** Start **

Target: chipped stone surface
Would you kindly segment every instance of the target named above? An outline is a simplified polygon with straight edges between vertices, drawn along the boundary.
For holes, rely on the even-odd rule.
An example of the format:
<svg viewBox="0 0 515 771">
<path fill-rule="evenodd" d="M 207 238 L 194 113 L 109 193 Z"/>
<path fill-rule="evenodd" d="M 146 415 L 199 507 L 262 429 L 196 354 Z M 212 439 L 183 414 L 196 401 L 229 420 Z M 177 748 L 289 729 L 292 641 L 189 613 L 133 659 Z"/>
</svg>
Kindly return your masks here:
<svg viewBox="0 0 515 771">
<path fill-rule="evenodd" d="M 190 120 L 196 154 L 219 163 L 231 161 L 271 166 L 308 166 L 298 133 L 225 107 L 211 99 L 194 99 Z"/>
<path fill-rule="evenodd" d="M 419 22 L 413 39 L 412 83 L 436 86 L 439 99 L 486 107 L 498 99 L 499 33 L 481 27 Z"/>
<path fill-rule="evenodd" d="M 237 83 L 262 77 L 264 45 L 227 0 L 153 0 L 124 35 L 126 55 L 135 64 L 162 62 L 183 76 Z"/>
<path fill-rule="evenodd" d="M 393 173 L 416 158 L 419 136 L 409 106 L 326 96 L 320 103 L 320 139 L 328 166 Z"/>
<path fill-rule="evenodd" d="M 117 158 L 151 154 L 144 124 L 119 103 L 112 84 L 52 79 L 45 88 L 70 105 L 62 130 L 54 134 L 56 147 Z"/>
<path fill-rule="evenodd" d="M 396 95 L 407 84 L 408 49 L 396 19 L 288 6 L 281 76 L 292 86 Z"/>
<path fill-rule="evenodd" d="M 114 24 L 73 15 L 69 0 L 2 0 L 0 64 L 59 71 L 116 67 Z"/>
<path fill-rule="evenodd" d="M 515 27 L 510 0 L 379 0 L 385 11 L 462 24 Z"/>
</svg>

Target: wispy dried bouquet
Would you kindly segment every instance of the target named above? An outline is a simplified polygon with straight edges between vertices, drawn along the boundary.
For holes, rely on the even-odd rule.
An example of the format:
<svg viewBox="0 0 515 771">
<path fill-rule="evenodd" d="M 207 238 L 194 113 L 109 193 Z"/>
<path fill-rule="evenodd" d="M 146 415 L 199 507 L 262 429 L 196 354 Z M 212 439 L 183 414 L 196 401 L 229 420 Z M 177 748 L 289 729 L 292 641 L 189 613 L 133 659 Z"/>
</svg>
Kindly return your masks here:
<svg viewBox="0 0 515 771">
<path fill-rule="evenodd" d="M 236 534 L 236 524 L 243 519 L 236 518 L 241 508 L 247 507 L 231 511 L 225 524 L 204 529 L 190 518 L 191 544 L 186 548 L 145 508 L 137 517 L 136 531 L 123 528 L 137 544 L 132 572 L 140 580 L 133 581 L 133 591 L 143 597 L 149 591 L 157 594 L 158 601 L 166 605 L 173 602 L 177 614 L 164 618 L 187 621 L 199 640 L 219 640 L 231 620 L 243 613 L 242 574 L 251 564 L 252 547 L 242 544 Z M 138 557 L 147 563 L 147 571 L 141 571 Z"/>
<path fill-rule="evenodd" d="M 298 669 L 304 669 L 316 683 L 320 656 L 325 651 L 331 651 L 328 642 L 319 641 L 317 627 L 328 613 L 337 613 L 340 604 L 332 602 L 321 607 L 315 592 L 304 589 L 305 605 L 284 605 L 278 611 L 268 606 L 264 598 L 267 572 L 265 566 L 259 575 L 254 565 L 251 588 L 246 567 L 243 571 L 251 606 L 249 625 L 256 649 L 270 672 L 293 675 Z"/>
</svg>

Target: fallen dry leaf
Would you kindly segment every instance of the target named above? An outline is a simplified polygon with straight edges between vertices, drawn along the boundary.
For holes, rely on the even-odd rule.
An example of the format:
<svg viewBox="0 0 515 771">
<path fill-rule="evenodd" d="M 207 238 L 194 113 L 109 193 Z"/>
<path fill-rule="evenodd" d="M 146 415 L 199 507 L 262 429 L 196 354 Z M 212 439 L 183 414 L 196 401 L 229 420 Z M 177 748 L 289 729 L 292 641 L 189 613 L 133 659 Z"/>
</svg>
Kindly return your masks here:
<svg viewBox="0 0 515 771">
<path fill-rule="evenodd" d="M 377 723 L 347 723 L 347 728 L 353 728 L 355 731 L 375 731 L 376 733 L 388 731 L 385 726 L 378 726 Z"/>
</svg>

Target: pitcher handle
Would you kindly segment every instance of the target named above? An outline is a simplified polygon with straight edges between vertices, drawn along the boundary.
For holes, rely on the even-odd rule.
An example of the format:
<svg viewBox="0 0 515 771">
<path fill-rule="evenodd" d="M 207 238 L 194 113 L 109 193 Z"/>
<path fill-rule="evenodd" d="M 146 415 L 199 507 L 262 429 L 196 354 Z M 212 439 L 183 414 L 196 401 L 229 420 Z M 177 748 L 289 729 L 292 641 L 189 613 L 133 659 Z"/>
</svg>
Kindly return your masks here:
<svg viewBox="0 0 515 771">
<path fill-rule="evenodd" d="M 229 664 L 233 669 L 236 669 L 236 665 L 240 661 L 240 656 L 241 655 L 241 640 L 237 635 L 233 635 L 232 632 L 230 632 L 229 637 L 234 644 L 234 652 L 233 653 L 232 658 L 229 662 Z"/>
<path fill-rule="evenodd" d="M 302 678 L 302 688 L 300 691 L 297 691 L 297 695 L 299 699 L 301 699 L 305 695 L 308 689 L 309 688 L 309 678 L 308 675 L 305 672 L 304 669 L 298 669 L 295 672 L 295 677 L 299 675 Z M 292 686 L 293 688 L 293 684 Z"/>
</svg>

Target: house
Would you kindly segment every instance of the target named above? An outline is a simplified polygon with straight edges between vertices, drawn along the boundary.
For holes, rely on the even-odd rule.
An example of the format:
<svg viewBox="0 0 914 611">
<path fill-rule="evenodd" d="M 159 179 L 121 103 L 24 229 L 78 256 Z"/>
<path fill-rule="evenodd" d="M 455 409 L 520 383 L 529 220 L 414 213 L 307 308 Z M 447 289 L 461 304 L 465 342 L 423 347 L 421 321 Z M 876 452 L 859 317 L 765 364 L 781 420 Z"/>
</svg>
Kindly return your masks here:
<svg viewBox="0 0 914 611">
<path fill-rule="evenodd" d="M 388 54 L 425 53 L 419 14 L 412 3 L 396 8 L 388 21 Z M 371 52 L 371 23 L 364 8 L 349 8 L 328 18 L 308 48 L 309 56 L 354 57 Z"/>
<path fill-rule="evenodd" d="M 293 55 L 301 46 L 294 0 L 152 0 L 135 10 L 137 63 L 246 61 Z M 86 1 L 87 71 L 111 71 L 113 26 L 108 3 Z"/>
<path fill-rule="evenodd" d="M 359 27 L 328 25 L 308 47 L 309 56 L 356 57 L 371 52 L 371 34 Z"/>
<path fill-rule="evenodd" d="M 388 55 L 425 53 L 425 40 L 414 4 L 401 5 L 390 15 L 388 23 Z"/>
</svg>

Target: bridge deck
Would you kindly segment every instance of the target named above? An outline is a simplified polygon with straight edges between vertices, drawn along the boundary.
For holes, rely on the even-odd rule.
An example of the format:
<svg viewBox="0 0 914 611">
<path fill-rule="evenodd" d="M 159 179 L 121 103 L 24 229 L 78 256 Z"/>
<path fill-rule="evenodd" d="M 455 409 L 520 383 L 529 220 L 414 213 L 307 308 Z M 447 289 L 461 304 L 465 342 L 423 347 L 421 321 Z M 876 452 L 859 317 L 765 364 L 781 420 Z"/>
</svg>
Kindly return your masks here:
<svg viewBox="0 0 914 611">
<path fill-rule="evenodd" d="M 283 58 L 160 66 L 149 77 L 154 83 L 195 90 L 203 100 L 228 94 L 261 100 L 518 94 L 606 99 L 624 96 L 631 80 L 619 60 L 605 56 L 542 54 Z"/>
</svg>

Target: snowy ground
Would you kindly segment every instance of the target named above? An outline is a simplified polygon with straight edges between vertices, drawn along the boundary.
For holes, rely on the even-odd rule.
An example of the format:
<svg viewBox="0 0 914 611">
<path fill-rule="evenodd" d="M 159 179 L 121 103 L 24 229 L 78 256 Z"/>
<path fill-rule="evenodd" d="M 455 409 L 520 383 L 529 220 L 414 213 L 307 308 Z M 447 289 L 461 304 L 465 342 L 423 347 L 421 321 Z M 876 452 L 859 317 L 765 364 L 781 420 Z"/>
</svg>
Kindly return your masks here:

** End **

Express the data from the line containing "Target: snowy ground" through the end of the data as a JSON list of strings, one string per line, omitting blank lines.

[
  "Target: snowy ground",
  "Would you kindly segment every instance of the target named above? An outline is a simplified polygon with straight edges between vertices, drawn along the boundary.",
  "For holes, rely on the even-odd rule.",
  "An example of the format:",
  "<svg viewBox=\"0 0 914 611\">",
  "<path fill-rule=\"evenodd\" d=\"M 159 179 L 121 103 L 24 229 L 78 256 Z\"/>",
  "<path fill-rule=\"evenodd\" d=\"M 455 409 L 520 383 L 529 220 L 414 213 L 307 308 Z M 447 289 L 461 304 L 465 342 L 423 347 L 421 321 Z M 876 452 L 859 317 L 765 364 L 781 420 Z\"/>",
  "</svg>",
  "Kindly return your masks here:"
]